**PROVIDED TEXT**
--------------------------------------------------
National Premier League
- Sport: Rugby league
- Founded: 2026; 0 years ago
- No. of teams: 12
- Country: England
- Level on pyramid: 3
- Relegation to: National League One
- Domestic cups: Challenge Cup National Cup
- Website: Official website

= NCRL National Premier League =

British amateur rugby league

The National Premier League is the highest level of amateur rugby league in Britain. It is also the top tier of the National Community Rugby League

==History==
In November 2025, the RFL launched its National Community Rugby League initiative which proposed replacing the National Conference League (NCL) with two national leagues and a number of regional leagues. While most clubs were not in favour of the initiative, the clubs decided to agree to the proposal "for the good of the sport". The member clubs met on 19 January and agreed to dissolve the NCL.

The National Premier League effectively replaced the NCL Premier Division. In December 2025, it was reported that the inaugural season would be known as the National Conference Premier with teams competing for the NCL 40th Anniversary trophy to celebrate forty years since the NCL was founded.
--------------------------------------------------
**TASKS TO PERFORM**
- A) Write out the rugby league article from "The National Premier League is" up to and including "NCL was founded.".
- B) Answer these from the rugby league article:
(i) How many teams does the league have?
(ii) On what date did the member clubs meet and agree to dissolve the NCL?
(iii) What trophy were teams to compete for in the inaugural season?

**PROVIDED DATA**
--------------------------------------------------
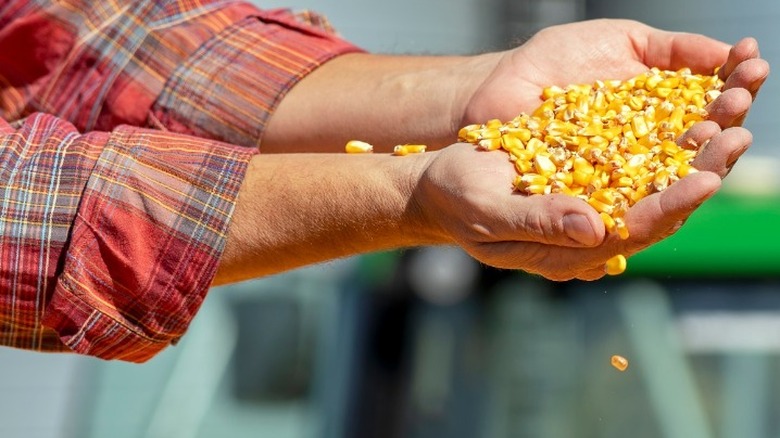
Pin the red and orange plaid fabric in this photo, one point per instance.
(125, 134)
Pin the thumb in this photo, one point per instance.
(555, 219)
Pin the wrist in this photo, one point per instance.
(422, 227)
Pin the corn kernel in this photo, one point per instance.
(610, 143)
(616, 265)
(619, 362)
(358, 147)
(406, 149)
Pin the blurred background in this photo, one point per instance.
(427, 343)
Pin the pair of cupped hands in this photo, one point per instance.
(467, 193)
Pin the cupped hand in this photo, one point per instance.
(586, 51)
(468, 193)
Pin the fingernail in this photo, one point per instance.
(578, 228)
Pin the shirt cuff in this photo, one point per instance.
(231, 85)
(145, 243)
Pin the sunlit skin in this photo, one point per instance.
(296, 209)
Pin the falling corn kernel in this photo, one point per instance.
(358, 147)
(616, 139)
(616, 265)
(619, 362)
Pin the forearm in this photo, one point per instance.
(299, 209)
(384, 100)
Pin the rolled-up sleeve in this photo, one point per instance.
(125, 135)
(211, 68)
(109, 241)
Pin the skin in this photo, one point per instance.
(341, 205)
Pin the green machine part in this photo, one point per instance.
(729, 236)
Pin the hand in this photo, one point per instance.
(560, 237)
(587, 51)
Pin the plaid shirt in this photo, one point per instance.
(125, 135)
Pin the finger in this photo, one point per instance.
(661, 214)
(675, 50)
(730, 108)
(750, 75)
(555, 219)
(592, 274)
(699, 134)
(720, 153)
(744, 49)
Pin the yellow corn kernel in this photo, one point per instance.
(358, 147)
(619, 362)
(406, 149)
(621, 228)
(616, 265)
(544, 165)
(610, 143)
(490, 144)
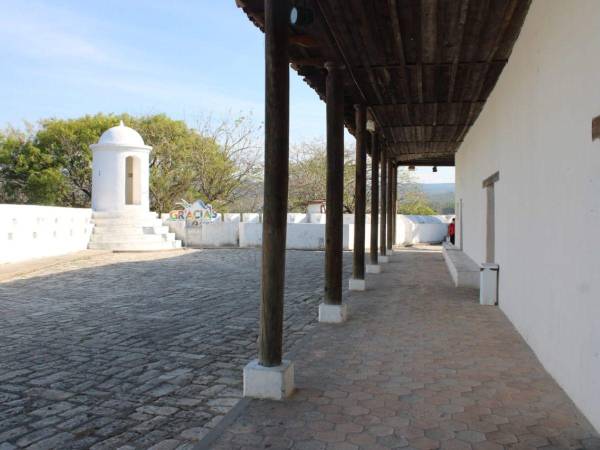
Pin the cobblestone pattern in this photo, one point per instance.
(136, 351)
(419, 365)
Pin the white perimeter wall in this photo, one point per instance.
(536, 131)
(29, 231)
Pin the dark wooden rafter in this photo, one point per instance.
(422, 68)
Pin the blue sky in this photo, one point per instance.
(187, 58)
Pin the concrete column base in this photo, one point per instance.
(373, 268)
(332, 313)
(357, 285)
(274, 383)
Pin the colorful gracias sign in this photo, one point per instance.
(194, 213)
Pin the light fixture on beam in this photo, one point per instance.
(301, 16)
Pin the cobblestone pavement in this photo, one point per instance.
(136, 350)
(419, 364)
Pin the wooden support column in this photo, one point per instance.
(394, 202)
(384, 194)
(390, 205)
(334, 227)
(358, 267)
(374, 198)
(277, 93)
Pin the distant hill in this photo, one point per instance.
(437, 188)
(440, 196)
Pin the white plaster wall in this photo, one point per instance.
(216, 234)
(536, 131)
(299, 236)
(108, 177)
(30, 231)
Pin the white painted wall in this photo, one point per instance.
(30, 231)
(299, 236)
(536, 131)
(108, 177)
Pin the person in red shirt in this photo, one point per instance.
(452, 230)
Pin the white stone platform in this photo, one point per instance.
(130, 232)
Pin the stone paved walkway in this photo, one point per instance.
(136, 350)
(418, 365)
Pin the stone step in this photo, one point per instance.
(127, 221)
(134, 246)
(150, 238)
(121, 230)
(123, 214)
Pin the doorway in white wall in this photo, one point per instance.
(490, 234)
(132, 181)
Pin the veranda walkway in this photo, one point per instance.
(419, 364)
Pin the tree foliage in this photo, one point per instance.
(308, 175)
(52, 165)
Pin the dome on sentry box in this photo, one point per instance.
(121, 136)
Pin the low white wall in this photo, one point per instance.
(300, 236)
(31, 231)
(535, 130)
(420, 230)
(215, 234)
(305, 231)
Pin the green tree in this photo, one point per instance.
(415, 203)
(53, 165)
(411, 198)
(28, 173)
(68, 142)
(308, 175)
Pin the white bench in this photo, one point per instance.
(464, 271)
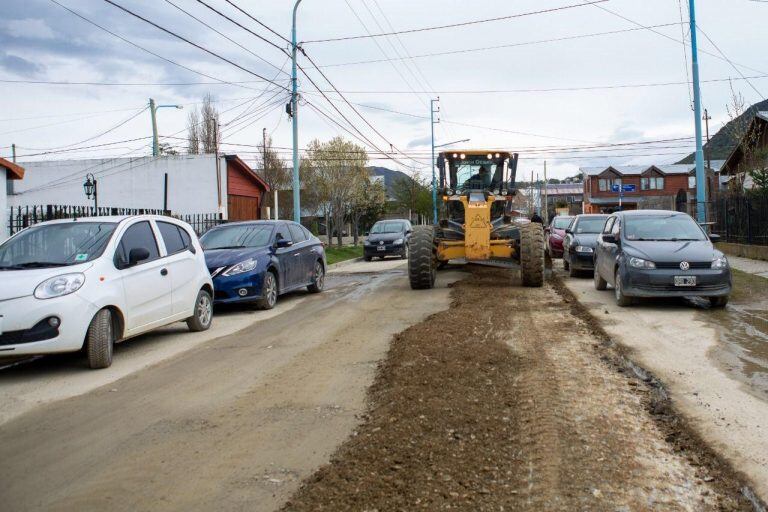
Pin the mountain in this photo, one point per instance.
(390, 177)
(722, 143)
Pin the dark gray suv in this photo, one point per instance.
(656, 253)
(388, 238)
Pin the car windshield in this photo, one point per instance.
(662, 227)
(589, 225)
(56, 245)
(387, 227)
(237, 237)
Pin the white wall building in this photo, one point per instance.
(195, 185)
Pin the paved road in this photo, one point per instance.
(233, 423)
(688, 347)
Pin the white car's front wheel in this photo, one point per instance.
(99, 341)
(203, 313)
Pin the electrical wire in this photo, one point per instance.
(199, 47)
(455, 25)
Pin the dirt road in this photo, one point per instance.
(232, 424)
(510, 401)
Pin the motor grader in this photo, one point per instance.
(476, 220)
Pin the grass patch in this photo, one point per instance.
(337, 254)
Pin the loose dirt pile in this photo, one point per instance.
(504, 403)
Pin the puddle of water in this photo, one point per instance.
(743, 328)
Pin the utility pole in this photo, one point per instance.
(295, 117)
(153, 112)
(432, 113)
(701, 189)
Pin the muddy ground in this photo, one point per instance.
(512, 400)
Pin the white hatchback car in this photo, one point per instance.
(87, 283)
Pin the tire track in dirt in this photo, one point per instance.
(503, 403)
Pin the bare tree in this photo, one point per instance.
(193, 132)
(338, 167)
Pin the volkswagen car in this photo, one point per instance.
(257, 261)
(652, 253)
(388, 238)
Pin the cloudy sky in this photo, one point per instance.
(546, 84)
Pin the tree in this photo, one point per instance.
(412, 193)
(368, 201)
(337, 169)
(203, 134)
(273, 170)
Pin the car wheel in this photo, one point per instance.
(100, 340)
(621, 299)
(600, 283)
(718, 302)
(268, 292)
(318, 279)
(202, 315)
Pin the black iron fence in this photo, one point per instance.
(21, 217)
(740, 218)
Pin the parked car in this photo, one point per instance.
(579, 243)
(651, 253)
(258, 261)
(388, 238)
(89, 283)
(555, 233)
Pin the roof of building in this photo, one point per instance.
(636, 170)
(15, 172)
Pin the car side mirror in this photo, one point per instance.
(137, 255)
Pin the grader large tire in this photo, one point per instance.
(532, 254)
(421, 258)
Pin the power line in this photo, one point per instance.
(223, 34)
(454, 25)
(199, 47)
(503, 46)
(136, 45)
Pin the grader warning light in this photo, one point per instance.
(476, 224)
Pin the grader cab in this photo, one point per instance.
(476, 222)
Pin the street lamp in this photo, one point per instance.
(91, 188)
(153, 110)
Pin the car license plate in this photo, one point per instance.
(685, 280)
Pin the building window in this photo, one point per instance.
(652, 183)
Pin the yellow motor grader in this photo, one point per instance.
(477, 222)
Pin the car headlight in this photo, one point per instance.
(243, 266)
(641, 263)
(59, 286)
(720, 262)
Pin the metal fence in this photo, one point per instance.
(21, 217)
(741, 219)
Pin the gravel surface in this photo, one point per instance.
(511, 401)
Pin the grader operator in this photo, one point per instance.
(476, 224)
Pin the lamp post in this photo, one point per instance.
(153, 111)
(91, 188)
(295, 116)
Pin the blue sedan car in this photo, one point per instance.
(257, 261)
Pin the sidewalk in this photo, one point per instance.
(754, 267)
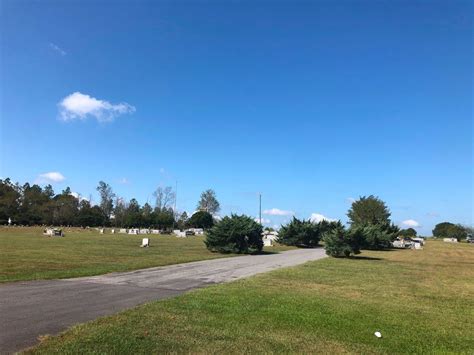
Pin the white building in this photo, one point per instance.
(269, 238)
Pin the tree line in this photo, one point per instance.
(35, 205)
(370, 227)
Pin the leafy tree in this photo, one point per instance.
(303, 233)
(34, 205)
(65, 208)
(369, 210)
(409, 232)
(442, 229)
(163, 219)
(378, 236)
(182, 220)
(450, 230)
(201, 219)
(208, 202)
(120, 212)
(339, 242)
(89, 216)
(165, 198)
(9, 200)
(459, 232)
(132, 214)
(235, 234)
(147, 215)
(106, 199)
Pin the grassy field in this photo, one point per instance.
(421, 301)
(27, 255)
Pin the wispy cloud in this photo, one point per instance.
(278, 212)
(78, 106)
(51, 177)
(317, 217)
(411, 223)
(57, 49)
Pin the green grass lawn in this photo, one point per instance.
(422, 302)
(28, 255)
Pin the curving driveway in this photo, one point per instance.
(33, 308)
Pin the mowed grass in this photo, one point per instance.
(28, 255)
(421, 301)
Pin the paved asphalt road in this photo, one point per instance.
(33, 308)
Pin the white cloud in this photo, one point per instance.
(78, 106)
(278, 212)
(411, 223)
(50, 177)
(57, 49)
(78, 196)
(317, 217)
(264, 220)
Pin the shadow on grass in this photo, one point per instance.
(364, 258)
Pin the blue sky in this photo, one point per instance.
(310, 103)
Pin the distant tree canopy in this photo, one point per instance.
(368, 210)
(303, 233)
(34, 205)
(409, 232)
(371, 217)
(208, 202)
(450, 230)
(235, 234)
(340, 242)
(201, 219)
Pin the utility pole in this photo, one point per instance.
(174, 209)
(175, 196)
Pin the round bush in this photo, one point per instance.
(235, 234)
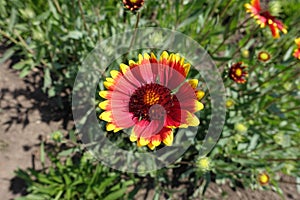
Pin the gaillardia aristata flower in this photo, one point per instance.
(153, 97)
(204, 164)
(296, 53)
(263, 179)
(238, 73)
(133, 5)
(264, 17)
(263, 56)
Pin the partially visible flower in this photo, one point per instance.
(57, 136)
(204, 164)
(240, 128)
(133, 5)
(296, 53)
(263, 179)
(229, 103)
(238, 73)
(264, 17)
(152, 96)
(263, 56)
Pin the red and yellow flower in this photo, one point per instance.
(264, 18)
(263, 56)
(152, 96)
(238, 73)
(296, 53)
(133, 5)
(263, 179)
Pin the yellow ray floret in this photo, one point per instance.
(151, 146)
(133, 137)
(146, 56)
(193, 83)
(198, 106)
(200, 94)
(192, 120)
(140, 59)
(124, 68)
(106, 116)
(114, 73)
(104, 94)
(112, 127)
(152, 56)
(186, 67)
(169, 139)
(132, 63)
(143, 141)
(164, 55)
(104, 104)
(156, 142)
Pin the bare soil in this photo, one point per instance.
(27, 117)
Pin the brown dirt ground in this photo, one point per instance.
(27, 116)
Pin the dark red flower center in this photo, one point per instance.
(151, 102)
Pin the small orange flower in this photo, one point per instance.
(133, 5)
(264, 18)
(238, 73)
(263, 56)
(296, 53)
(263, 179)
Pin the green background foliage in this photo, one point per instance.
(54, 36)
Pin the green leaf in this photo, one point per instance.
(8, 53)
(25, 71)
(42, 156)
(47, 79)
(298, 184)
(116, 195)
(253, 142)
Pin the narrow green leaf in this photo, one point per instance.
(8, 53)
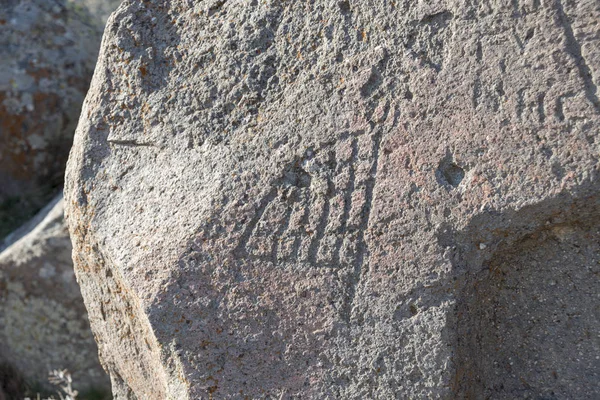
--------------------------------------------------
**RESPONSES**
- A)
The National Premier League is the highest level of amateur rugby league in Britain. It is also the top tier of the National Community Rugby League

==History==
In November 2025, the RFL launched its National Community Rugby League initiative which proposed replacing the National Conference League (NCL) with two national leagues and a number of regional leagues. While most clubs were not in favour of the initiative, the clubs decided to agree to the proposal "for the good of the sport". The member clubs met on 19 January and agreed to dissolve the NCL.

The National Premier League effectively replaced the NCL Premier Division. In December 2025, it was reported that the inaugural season would be known as the National Conference Premier with teams competing for the NCL 40th Anniversary trophy to celebrate forty years since the NCL was founded.

- B)
(i) 12
(ii) 19 January
(iii) The NCL 40th Anniversary trophy